- **WHAT THE EXERCISE ASKS**:
Reproduce word for word the portion of the article on anonymous STD e-cards that runs from "May 31st, 2011" to "the STD e-cards?".

May 31st, 2011
07:33 AM ET
E-cards are last-minute lifesavers when you’ve forgotten to send a happy birthday card. But they’re not the first thing you think of when you learn you have a sexually transmitted disease.
But since 2004, a free Web site, inSpot.org has allowed users to anonymously notify their partners to get tested for STDs such as HIV, gonorrhea, chlamydia and syphilis. The online program allows users to send an e-card anonymously, specifying the STD.
The tool exists, but do people use the STD e-cards?
Well, that depends.
“It appears to be that 90% of people said we’d really rather tell people in person,” said Mary McFarlane, one of the authors of the study. “It’s not very appropriate - They felt it was taking themselves too far out of the equation, taking that personal contact too far out of it in these cases. Most people were not convinced to use electronic communication of any kind.”
The e-cards from inSPOT.org deliver the news about possible sexual infection in many tones. Some are flippant: "You're too hot to be out of action. I got diagnosed with an STD since we played. You might want to get checked too." Others are much more serious.
The study took place at the Denver Metro Health Clinic, the largest clinic for STIs in the Rocky Mountain region. Patients who were diagnosed received contact cards to encourage their sexual partners to come to the clinic for evaluation and were also given a card about inSPOT.org that explained how to use the website.
Partner notification is crucial to stop the spread of infection to various sexual partners. That process has traditionally been handled by the health department, but their ability to do so has been waning with reduced funding.
Between August and November 2008, more than 500 cards about inSPOT were distributed to almost all of the gonorrhea, chlamydia, syphilis, and HIV diagnoses at the Denver clinic. They also advertised the e-card website on posters, flyers and the Denver clinic’s website. They also ran ads on a gay dating site called ManHunt, a local Denver newspaper and a radio public service announcement.

- **DATA PROVIDED**:
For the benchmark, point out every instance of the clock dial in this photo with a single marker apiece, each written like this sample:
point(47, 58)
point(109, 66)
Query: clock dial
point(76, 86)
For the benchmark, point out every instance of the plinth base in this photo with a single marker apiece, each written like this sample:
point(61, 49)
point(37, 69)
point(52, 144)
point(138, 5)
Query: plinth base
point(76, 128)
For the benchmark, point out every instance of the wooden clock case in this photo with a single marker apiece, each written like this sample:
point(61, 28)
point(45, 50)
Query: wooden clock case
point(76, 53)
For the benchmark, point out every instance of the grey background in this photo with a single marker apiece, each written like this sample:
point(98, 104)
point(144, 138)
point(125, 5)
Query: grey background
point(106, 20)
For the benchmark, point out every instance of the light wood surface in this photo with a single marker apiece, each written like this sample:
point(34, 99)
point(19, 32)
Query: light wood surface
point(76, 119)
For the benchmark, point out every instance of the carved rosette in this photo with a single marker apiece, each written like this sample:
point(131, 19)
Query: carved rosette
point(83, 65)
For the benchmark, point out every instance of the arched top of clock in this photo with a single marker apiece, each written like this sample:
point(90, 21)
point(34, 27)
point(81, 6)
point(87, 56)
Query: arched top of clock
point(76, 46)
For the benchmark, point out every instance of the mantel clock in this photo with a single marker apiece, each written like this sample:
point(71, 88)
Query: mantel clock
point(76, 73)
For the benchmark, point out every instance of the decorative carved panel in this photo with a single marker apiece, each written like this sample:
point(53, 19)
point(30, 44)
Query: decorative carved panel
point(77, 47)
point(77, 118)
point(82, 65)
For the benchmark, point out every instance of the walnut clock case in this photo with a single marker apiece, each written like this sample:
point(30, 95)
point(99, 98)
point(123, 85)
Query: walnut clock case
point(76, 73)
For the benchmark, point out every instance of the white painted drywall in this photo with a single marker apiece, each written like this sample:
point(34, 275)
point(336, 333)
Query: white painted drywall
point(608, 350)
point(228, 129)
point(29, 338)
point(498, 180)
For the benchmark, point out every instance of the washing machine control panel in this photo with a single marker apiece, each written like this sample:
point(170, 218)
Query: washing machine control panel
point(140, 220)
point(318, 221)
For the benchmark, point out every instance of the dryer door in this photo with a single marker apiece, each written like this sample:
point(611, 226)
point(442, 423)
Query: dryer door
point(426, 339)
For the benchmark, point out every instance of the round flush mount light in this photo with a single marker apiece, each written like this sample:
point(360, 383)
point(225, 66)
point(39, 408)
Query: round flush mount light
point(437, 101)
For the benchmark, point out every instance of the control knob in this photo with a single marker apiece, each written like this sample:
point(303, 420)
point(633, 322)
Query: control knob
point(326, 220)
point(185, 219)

- **TASK SOLUTION**:
May 31st, 2011
07:33 AM ET
E-cards are last-minute lifesavers when you’ve forgotten to send a happy birthday card. But they’re not the first thing you think of when you learn you have a sexually transmitted disease.
But since 2004, a free Web site, inSpot.org has allowed users to anonymously notify their partners to get tested for STDs such as HIV, gonorrhea, chlamydia and syphilis. The online program allows users to send an e-card anonymously, specifying the STD.
The tool exists, but do people use the STD e-cards?